======== SUPPLIED MATERIAL ========

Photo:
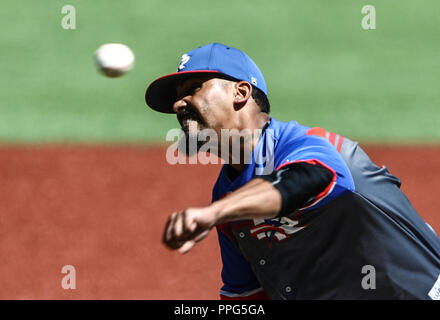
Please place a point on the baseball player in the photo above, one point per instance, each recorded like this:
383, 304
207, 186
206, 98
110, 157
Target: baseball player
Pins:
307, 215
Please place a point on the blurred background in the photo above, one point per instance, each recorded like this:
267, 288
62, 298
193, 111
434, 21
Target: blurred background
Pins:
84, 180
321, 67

========
======== SUPPLIED MATERIAL ========

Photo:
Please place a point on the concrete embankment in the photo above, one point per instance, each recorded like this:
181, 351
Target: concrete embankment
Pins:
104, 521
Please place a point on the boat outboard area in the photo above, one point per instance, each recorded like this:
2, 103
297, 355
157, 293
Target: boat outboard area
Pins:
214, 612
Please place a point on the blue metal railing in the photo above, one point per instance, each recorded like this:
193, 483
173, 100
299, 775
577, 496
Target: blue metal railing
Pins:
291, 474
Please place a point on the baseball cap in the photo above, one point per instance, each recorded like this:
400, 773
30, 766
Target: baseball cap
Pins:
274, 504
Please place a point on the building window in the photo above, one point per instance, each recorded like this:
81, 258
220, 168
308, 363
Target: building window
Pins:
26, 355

========
======== SUPPLIED MATERIAL ========

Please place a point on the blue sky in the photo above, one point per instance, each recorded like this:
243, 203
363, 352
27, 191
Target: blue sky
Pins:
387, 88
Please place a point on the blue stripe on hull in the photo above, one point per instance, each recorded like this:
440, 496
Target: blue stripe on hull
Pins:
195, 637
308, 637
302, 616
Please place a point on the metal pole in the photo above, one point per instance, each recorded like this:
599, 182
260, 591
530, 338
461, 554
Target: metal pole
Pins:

========

**TASK DESCRIPTION**
The lines in the entries above that carry the word "metal" must be copied.

**EXPECTED OUTPUT**
Please place a point on the blue metal railing in the photo above, one point per instance, each recorded like this:
Target: blue metal railing
Please place a point on the metal pole in the photo above, one point per instance, each recorded like this:
Target: metal pole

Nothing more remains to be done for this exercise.